## TASK OBJECTIVE
Reproduce the whole listing below line for line, with no change to any word, number, or punctuation mark.

━━━━━━━━━━

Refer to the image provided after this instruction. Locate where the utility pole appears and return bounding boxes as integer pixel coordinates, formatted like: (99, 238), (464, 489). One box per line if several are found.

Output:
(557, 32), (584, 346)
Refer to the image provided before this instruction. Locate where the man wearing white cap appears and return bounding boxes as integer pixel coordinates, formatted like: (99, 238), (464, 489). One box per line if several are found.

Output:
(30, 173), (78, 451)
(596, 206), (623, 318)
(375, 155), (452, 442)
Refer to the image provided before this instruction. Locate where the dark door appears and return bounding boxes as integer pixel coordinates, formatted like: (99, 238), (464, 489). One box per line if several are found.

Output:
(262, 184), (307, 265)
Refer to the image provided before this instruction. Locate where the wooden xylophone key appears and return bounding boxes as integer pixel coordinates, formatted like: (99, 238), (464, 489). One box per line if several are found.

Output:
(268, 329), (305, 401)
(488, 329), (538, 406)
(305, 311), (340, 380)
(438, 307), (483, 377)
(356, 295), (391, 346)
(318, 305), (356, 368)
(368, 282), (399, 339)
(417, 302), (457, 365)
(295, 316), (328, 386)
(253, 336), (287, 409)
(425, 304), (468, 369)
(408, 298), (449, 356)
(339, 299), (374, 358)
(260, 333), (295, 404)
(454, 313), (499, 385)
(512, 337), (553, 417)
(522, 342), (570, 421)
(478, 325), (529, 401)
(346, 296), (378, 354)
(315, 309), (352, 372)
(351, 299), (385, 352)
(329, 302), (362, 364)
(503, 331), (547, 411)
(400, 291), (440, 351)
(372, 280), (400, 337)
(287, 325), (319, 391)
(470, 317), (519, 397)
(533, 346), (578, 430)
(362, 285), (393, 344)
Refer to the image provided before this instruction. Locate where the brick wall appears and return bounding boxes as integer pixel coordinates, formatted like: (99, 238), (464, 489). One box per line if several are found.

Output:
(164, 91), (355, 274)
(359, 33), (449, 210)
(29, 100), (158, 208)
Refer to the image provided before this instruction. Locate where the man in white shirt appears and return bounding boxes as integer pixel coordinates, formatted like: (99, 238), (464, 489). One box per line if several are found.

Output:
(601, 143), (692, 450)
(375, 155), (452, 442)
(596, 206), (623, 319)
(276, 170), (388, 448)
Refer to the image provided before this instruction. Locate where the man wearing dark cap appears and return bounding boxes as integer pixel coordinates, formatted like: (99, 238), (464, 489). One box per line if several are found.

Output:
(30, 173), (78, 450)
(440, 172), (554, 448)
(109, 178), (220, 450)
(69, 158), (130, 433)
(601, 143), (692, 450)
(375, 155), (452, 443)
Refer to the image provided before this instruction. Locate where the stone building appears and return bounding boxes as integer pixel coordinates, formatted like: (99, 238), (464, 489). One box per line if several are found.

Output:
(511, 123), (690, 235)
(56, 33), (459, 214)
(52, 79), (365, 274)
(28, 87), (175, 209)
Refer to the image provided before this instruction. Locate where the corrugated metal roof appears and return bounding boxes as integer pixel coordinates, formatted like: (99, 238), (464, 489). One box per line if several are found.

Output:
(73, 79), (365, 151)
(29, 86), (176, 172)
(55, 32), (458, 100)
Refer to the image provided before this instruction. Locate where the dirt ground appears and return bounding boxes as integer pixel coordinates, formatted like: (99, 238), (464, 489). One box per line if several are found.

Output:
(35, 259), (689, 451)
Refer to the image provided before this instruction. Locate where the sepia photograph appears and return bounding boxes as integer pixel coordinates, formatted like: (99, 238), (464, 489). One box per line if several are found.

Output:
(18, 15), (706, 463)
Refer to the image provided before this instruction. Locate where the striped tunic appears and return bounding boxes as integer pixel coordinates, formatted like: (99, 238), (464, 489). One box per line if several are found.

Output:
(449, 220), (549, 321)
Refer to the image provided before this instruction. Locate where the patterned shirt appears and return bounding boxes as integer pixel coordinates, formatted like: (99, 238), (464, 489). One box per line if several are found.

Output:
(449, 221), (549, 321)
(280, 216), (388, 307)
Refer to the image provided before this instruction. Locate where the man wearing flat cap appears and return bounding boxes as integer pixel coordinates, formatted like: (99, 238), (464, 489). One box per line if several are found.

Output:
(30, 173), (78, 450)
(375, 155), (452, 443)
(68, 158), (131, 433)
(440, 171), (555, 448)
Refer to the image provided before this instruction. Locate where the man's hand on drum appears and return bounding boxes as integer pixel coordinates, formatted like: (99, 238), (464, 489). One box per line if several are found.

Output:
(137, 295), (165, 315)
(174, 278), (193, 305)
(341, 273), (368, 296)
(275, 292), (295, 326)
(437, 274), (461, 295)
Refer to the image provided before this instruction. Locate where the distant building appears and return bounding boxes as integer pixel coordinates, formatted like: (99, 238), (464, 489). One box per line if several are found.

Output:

━━━━━━━━━━

## FINISHED ANSWER
Refer to the image provided after this instruction. Locate where the utility pole appears and return bounding boxes as integer pixel coordinates, formatted like: (99, 238), (464, 489). One box per line if several are found.

Output:
(557, 32), (584, 346)
Refer to the image provided before this instruction. Locate where the man wearing white cap appears and return bounding boxes as integer pixel coordinates, formatted like: (99, 238), (464, 489). One box per line if several are found.

Output:
(30, 173), (78, 451)
(596, 206), (623, 318)
(375, 155), (452, 442)
Refer to the image provided before this instruction. Locate where the dark door appears and return bounding boxes as integer pixel coordinates, formatted like: (99, 238), (464, 489). One box per line if several are found.

Output:
(262, 184), (307, 265)
Refer to the image provided before this instruction. Locate where the wooden xylophone key appears and return bounding boxes as integer pixel coordinates, formatted like: (99, 238), (464, 489). One box per line if several are found.

Output:
(268, 329), (305, 401)
(488, 329), (538, 406)
(305, 311), (340, 380)
(438, 307), (483, 377)
(356, 295), (391, 346)
(318, 305), (356, 368)
(368, 282), (399, 339)
(417, 302), (457, 365)
(295, 316), (328, 386)
(253, 336), (287, 409)
(425, 304), (468, 369)
(408, 298), (449, 356)
(339, 299), (374, 358)
(260, 333), (295, 404)
(454, 313), (499, 385)
(512, 337), (553, 417)
(522, 342), (570, 421)
(478, 325), (529, 401)
(346, 296), (378, 354)
(315, 309), (352, 372)
(351, 299), (385, 352)
(329, 302), (362, 364)
(503, 331), (547, 411)
(400, 291), (440, 351)
(372, 280), (400, 337)
(287, 325), (319, 391)
(470, 317), (519, 397)
(533, 346), (578, 430)
(362, 285), (393, 344)
Refer to the image provided before this instruction. Locate where the brick wall appears and return bounding boxes as integer pixel coordinates, formatted like: (99, 238), (464, 489). One box per line if several are found.

Output:
(164, 91), (355, 274)
(359, 33), (449, 210)
(29, 100), (158, 208)
Refer to the image provided before this instruction. Locate where the man in white shirt appears and return bounding boxes as integer pixel coordinates, formatted like: (99, 238), (464, 489). One box per line if several are found.

Output:
(601, 143), (692, 450)
(375, 155), (452, 442)
(596, 206), (623, 319)
(276, 170), (388, 448)
Refer to the image provided before this instruction. Locate where the man wearing dark cap appears and return bounding boxes as integer pixel coordinates, formatted like: (99, 238), (464, 489). One box per line if several are found.

Output:
(30, 173), (78, 450)
(440, 172), (554, 448)
(109, 178), (220, 450)
(69, 158), (130, 433)
(601, 143), (692, 450)
(375, 155), (452, 443)
Refer to the image provided before this instruction. Locate where the stone building appears and return bounding boxes as integer pixel coordinates, formatted like: (99, 238), (464, 489). One box per line if several are found.

Output:
(511, 123), (690, 235)
(56, 33), (459, 214)
(52, 79), (365, 274)
(28, 87), (175, 209)
Refer to the image provided before this instruction. Locate where the corrugated metal roof appears and return bounding boxes as integer pixel coordinates, formatted like: (99, 238), (464, 489). One box per line if several are found.

Output:
(73, 79), (365, 151)
(29, 86), (176, 172)
(55, 32), (458, 100)
Refer to the image provided before this instruction. Locate where the dirt ground appears and return bounding boxes as integer pixel coordinates, formatted like: (99, 238), (464, 489). One box per line if several are found.

Output:
(35, 259), (689, 451)
Refer to the image provided before this instruction. Locate where the sepia photograph appears and return bounding boxes as integer pixel coordinates, formatted like: (99, 238), (464, 489). One box per line if several are found.

Output:
(18, 15), (706, 463)
Refer to the image provided before this instruction. Locate where the striped tunic appears and return bounding boxes as integer pixel coordinates, formatted like: (99, 238), (464, 489). One box per line if several are found.

Output:
(449, 220), (549, 321)
Refer to the image provided before this instruction. Locate where the patterned shirt appears and return bounding boxes as integer pixel coordinates, formatted like: (99, 238), (464, 489). One box per line if several are found.

Output:
(449, 221), (549, 321)
(280, 216), (388, 307)
Refer to the image provided before this instruction. Locate where the man wearing flat cap appears and return bounding boxes as integer pixel coordinates, formatted like: (99, 238), (464, 489). One box per line if several are found.

Output:
(30, 173), (78, 450)
(375, 155), (452, 443)
(68, 158), (131, 433)
(440, 171), (555, 448)
Refer to the image provided before this instruction. Locate where the man's hand on drum appears and return bounding boxes as integer pixel coordinates, formatted like: (99, 238), (464, 489). One box per line if several are found.

Output:
(137, 295), (165, 315)
(174, 278), (193, 305)
(341, 273), (368, 296)
(275, 292), (295, 326)
(437, 274), (461, 295)
Refer to the image provided before this instruction. Locate where the distant building appears and return bounding boxes as integer pixel coordinates, formatted like: (99, 238), (464, 489). One box per line if several are found.

Output:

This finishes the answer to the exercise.